Count the lines in the records below that contain the string "grassy". Case counts; give only the number.

***** Records to process *****

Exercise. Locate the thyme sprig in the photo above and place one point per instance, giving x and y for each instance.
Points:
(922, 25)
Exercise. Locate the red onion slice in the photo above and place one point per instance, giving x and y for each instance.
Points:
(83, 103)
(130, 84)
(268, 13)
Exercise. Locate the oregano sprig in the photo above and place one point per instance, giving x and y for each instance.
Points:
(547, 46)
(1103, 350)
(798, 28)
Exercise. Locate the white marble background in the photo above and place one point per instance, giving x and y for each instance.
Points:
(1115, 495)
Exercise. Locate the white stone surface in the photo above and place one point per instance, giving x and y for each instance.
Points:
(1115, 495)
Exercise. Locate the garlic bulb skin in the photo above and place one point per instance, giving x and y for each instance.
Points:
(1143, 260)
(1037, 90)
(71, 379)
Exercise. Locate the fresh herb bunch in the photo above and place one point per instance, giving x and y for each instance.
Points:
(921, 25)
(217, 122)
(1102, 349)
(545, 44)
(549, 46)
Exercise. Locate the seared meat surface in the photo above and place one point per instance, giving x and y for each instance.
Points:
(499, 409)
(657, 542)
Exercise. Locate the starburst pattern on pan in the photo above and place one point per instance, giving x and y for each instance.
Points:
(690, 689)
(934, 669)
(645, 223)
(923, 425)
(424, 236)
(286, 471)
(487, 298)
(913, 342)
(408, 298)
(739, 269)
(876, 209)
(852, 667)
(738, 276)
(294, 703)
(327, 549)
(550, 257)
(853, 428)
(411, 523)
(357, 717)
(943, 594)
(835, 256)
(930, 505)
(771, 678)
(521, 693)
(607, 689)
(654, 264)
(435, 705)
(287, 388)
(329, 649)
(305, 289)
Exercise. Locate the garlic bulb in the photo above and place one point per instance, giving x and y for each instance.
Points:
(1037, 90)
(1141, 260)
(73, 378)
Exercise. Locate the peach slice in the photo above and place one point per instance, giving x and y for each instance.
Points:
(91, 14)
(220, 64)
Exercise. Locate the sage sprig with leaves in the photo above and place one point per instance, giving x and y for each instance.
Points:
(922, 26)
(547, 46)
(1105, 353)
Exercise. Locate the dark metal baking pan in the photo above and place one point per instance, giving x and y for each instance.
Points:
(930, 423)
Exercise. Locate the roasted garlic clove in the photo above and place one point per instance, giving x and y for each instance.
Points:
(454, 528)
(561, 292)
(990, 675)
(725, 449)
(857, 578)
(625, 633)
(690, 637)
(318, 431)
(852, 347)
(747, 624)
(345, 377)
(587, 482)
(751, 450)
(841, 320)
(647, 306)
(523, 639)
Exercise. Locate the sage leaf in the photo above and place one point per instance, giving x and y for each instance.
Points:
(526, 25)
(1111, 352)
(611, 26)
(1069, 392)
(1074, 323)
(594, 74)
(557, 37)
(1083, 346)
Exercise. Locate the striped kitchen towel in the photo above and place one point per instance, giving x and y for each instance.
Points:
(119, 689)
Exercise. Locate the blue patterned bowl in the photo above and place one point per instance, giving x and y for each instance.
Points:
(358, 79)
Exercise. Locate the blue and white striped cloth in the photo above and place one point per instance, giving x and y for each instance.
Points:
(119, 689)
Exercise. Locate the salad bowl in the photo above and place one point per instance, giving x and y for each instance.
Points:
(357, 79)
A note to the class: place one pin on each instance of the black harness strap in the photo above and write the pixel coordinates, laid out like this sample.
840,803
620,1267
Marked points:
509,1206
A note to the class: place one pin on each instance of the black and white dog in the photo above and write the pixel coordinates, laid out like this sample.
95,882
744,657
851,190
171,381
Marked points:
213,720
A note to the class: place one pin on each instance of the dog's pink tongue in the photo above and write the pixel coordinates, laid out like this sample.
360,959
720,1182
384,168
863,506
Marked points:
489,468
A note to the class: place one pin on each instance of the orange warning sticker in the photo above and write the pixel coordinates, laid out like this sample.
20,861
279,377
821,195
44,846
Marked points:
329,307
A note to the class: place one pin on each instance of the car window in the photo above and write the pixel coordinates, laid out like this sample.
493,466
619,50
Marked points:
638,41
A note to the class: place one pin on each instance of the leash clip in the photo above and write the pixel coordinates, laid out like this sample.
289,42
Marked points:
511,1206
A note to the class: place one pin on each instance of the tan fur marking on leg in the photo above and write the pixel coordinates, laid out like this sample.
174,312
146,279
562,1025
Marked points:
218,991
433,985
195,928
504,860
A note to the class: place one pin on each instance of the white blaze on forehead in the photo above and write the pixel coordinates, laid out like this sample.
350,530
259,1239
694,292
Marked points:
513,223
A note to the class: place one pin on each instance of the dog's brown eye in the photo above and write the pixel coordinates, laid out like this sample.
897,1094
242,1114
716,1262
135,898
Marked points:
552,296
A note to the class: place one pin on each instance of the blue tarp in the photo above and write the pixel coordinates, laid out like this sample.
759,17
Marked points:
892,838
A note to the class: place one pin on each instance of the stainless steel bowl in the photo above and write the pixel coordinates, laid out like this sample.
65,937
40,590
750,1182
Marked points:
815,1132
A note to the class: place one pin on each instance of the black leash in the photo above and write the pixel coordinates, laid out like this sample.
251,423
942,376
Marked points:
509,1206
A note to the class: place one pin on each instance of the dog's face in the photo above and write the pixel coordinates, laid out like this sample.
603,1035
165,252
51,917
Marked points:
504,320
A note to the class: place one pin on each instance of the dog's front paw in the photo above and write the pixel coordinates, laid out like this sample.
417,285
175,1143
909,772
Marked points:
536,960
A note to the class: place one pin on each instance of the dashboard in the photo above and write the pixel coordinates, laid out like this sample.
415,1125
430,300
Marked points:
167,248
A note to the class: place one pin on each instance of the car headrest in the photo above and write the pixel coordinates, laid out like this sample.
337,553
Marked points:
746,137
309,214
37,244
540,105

*****
***** Records to process *****

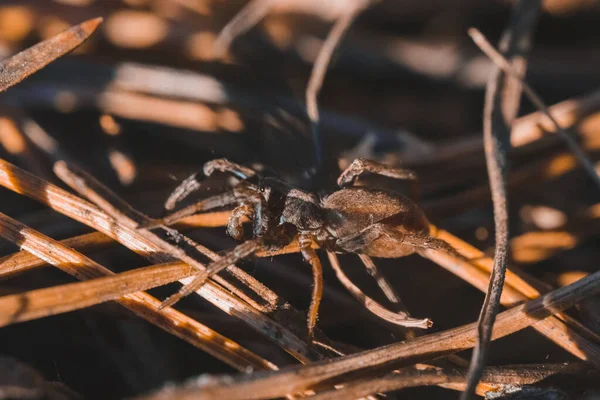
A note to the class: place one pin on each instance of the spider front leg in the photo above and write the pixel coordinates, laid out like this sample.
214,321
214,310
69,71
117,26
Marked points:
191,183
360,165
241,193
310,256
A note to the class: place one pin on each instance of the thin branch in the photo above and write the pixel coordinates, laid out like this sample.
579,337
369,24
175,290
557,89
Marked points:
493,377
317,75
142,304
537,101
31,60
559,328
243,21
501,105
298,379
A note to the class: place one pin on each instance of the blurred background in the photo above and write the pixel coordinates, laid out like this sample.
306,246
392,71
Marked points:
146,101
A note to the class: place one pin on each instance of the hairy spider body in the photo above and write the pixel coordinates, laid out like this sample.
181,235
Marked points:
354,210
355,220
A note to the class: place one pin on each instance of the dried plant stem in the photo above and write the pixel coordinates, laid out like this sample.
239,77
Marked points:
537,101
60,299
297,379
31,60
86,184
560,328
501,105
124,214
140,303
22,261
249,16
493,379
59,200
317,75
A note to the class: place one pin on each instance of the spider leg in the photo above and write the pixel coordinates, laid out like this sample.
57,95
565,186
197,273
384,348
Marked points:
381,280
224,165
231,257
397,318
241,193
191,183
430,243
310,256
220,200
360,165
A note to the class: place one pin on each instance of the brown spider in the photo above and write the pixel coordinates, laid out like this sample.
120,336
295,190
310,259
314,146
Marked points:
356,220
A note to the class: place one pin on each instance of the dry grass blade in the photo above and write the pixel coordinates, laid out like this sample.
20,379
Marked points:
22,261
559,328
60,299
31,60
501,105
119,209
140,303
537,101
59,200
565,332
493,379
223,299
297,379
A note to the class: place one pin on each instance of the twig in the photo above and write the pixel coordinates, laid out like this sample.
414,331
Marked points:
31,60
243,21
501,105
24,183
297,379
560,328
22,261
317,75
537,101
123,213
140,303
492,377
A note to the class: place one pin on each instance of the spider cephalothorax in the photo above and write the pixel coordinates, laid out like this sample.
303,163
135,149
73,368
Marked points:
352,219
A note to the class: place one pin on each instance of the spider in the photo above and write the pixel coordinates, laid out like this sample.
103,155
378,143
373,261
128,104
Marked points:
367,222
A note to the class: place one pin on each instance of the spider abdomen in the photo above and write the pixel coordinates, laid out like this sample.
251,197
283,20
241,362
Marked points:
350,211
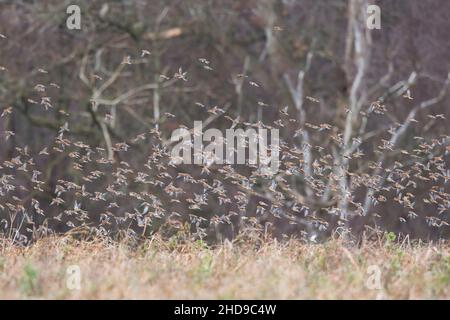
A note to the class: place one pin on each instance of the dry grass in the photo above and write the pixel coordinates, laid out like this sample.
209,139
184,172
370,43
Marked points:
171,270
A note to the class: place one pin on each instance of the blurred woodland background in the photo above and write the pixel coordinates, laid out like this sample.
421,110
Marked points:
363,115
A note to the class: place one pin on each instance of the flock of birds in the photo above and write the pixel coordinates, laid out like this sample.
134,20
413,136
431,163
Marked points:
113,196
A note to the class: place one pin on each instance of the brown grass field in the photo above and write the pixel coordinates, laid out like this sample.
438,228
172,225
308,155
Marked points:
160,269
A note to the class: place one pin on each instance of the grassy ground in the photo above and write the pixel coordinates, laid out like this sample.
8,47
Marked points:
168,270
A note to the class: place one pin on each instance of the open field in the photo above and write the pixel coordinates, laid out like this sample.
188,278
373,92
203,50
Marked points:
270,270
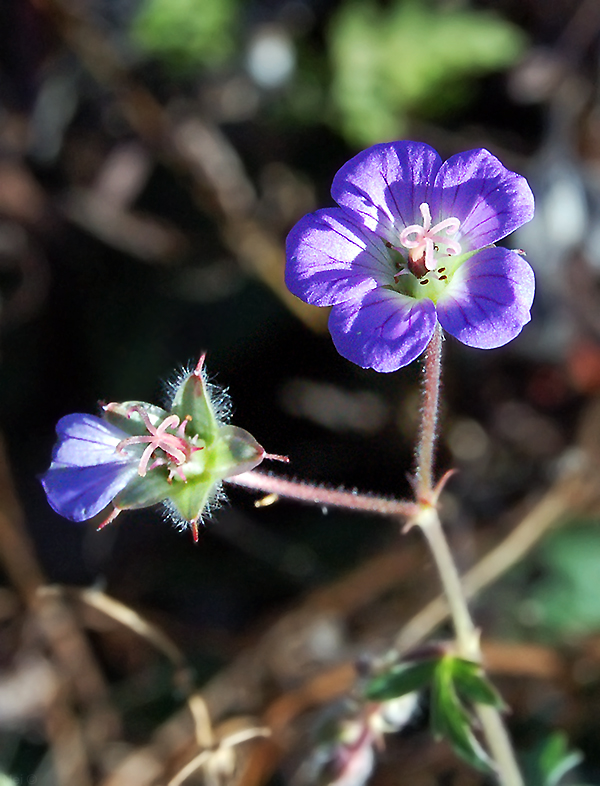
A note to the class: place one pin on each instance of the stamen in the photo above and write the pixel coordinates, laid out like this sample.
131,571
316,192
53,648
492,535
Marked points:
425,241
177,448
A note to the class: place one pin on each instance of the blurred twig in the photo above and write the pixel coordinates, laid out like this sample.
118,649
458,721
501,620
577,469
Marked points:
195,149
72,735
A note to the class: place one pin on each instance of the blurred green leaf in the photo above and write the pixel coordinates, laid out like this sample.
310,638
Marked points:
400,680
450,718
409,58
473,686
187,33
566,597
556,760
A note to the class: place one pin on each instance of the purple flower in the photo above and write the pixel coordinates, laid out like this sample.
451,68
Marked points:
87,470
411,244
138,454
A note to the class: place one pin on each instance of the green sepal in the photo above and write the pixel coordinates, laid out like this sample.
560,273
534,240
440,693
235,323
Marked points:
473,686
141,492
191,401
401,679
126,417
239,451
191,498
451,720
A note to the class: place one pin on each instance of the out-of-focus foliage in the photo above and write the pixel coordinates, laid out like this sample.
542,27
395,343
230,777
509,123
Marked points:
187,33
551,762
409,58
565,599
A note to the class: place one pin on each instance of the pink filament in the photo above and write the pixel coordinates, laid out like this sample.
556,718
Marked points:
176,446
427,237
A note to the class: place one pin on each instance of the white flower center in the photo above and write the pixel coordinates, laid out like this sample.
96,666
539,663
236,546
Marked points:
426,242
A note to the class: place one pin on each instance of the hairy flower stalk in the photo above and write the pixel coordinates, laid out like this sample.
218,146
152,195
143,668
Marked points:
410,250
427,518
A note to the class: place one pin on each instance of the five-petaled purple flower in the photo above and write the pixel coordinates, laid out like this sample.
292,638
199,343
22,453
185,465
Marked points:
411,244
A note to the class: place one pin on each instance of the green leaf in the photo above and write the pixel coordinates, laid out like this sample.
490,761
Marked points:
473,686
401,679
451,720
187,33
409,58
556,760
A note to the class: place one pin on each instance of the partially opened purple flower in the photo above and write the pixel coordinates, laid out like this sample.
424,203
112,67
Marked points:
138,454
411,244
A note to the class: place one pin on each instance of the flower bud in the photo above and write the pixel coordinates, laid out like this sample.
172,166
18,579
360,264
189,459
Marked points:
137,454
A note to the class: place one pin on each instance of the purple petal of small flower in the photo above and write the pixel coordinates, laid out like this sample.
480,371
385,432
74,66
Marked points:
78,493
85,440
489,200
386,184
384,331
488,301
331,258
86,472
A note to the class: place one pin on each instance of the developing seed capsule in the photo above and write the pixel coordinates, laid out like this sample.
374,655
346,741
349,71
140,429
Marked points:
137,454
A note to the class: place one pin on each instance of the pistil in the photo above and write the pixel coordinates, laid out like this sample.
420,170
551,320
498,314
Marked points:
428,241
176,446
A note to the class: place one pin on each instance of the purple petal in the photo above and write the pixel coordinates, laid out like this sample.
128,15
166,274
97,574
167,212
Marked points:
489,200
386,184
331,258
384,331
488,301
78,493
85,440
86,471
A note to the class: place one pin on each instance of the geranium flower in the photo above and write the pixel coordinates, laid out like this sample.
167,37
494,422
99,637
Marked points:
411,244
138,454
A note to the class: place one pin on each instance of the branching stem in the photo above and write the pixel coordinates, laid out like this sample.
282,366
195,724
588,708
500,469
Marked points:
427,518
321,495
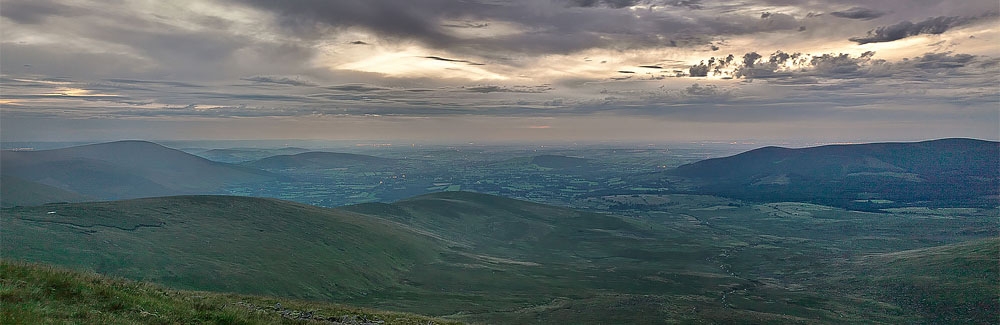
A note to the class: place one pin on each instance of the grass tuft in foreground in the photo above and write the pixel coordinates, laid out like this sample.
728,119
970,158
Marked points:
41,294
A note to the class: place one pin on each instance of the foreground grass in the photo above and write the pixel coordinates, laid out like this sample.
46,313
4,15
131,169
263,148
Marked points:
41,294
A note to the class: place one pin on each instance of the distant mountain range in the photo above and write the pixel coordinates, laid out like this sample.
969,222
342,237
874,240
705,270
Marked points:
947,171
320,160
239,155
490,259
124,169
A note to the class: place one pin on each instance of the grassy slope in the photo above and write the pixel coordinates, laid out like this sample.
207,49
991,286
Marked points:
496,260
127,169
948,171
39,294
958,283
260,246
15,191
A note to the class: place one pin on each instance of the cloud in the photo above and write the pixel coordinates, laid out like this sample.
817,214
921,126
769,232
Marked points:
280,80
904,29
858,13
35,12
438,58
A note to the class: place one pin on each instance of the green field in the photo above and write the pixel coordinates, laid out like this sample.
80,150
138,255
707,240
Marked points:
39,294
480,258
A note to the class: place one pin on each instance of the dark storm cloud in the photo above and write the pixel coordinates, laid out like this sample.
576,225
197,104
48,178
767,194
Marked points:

*****

→ Result of this task:
2